===== PROVIDED DATA
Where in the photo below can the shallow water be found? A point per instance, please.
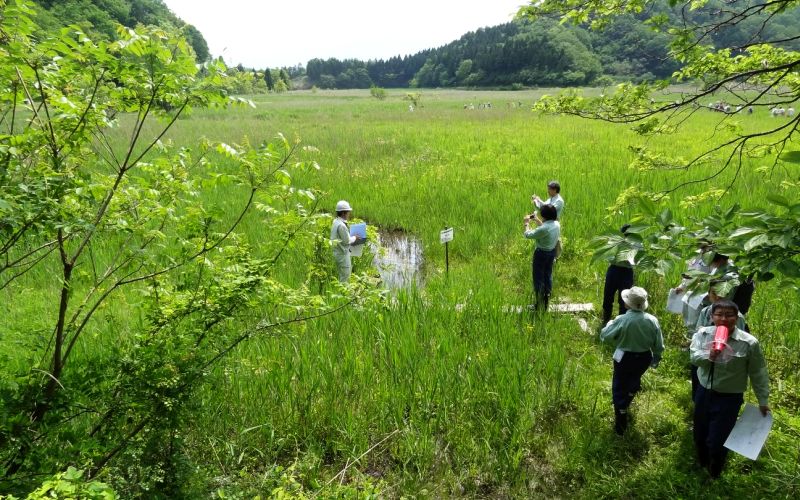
(400, 264)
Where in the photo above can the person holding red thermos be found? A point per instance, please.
(723, 370)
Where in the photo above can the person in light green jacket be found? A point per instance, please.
(723, 376)
(341, 240)
(639, 344)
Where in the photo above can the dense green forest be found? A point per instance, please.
(545, 53)
(102, 17)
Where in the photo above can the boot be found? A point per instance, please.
(620, 421)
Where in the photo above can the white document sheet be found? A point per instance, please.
(750, 432)
(675, 302)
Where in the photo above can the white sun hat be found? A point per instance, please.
(635, 298)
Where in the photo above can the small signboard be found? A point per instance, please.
(446, 235)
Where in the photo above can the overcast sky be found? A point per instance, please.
(269, 33)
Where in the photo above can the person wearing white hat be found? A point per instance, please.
(341, 240)
(639, 345)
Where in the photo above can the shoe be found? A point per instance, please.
(620, 421)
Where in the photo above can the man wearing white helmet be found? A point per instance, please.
(341, 240)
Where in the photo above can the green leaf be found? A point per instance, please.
(767, 276)
(742, 231)
(790, 157)
(755, 241)
(789, 268)
(778, 199)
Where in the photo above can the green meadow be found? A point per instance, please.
(445, 391)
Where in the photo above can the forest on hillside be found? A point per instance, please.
(546, 53)
(102, 16)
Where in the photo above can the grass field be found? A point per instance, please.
(426, 399)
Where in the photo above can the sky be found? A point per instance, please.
(269, 33)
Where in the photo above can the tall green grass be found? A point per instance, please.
(474, 400)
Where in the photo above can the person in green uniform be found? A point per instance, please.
(546, 235)
(723, 381)
(554, 198)
(639, 344)
(341, 240)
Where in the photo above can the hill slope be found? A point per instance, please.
(101, 16)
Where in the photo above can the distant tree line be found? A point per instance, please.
(102, 16)
(543, 53)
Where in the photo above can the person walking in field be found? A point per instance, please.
(619, 277)
(555, 199)
(341, 240)
(639, 344)
(723, 376)
(546, 236)
(705, 320)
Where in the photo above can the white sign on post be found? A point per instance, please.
(446, 235)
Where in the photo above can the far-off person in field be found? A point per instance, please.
(554, 198)
(341, 240)
(639, 345)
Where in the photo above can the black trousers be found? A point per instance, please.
(542, 267)
(715, 415)
(618, 278)
(627, 379)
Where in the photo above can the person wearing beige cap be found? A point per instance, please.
(341, 240)
(639, 344)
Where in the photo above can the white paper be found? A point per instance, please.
(675, 301)
(692, 303)
(446, 235)
(750, 432)
(359, 229)
(693, 300)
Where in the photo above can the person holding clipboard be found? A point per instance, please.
(341, 240)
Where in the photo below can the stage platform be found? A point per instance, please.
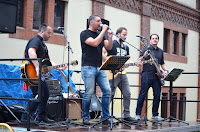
==========
WHAT YOU ARE ASKED TO DO:
The records above are to be repeated exactly, with the pictures left out.

ANSWER SPACE:
Where in the photo below can the shallow water be found? A point per instance, please.
(400, 264)
Where in the photo above can the person holding red thermos be found? A point per instance, please.
(723, 370)
Where in the photo above can the person in light green jacket be found? A point per instance, please.
(723, 376)
(341, 240)
(639, 344)
Where in the photo above can the dense green forest be found? A point per instance, please.
(545, 53)
(102, 17)
Where in the photo above can the boot be found? A point per instance, please.
(620, 421)
Where in the photo above can the white document sheet be found? A point per instance, please.
(750, 432)
(675, 302)
Where in the photo above can the white sun hat be found? A point per instance, please.
(635, 298)
Where in the photo above can the small signboard be found? A point per instance, please.
(446, 235)
Where in the photo above can the overcast sky be found? A point per instance, please.
(269, 33)
Where in the photo above can the person wearing white hat be found? A point per instance, please.
(341, 240)
(639, 345)
Where in the photo above can the shoe be found? A point per instance, please.
(620, 421)
Where in the photo above can the man wearing white helmet be found? A point per instance, please.
(341, 240)
Where in the photo above can the green leaf be found? A point per instance, please.
(767, 276)
(742, 231)
(790, 157)
(755, 241)
(789, 268)
(778, 199)
Where in the photo above can the green meadow be found? A point per instance, please.
(445, 391)
Where in the photo above can the forest on hillside be found? A point per instance, please.
(546, 53)
(102, 16)
Where in the photo above can the grass field be found? A point per instance, please.
(426, 399)
Where in the photo above can the sky be found? A point per instance, please.
(269, 33)
Where in the photo above can the tall green grass be found? A point per instance, please.
(474, 400)
Where in the photo above can the person in green uniform be found? A point per instance, please.
(546, 235)
(723, 381)
(554, 198)
(639, 344)
(341, 240)
Where in the photo above can the hill slope be found? A point per instance, please.
(101, 16)
Where in the photo above can the distant tree line be found? A point per instance, please.
(102, 16)
(543, 53)
Where in the photo above can the person walking in field be found? A point per instance, please.
(619, 277)
(555, 199)
(341, 240)
(639, 344)
(723, 376)
(546, 236)
(705, 320)
Where in the photo above can the white sign on post be found? A point per instance, please.
(446, 235)
Where in the photo above can the far-off person in field be found? A point per instance, please.
(554, 198)
(341, 240)
(639, 345)
Where in the photo above can the black trousers be found? A point per instance, please.
(542, 267)
(715, 415)
(618, 278)
(627, 379)
Where in the photo above can the person wearing beige cap be found? A point per instance, please.
(341, 240)
(639, 344)
Where in the photo above can the white paper be found? A point per instance, please.
(675, 301)
(692, 303)
(446, 235)
(750, 432)
(359, 229)
(693, 300)
Where in the photo above can the person holding clipboard be found? A point per instance, please.
(341, 240)
Where in the photo below can the stage platform be found? A point per instance, please.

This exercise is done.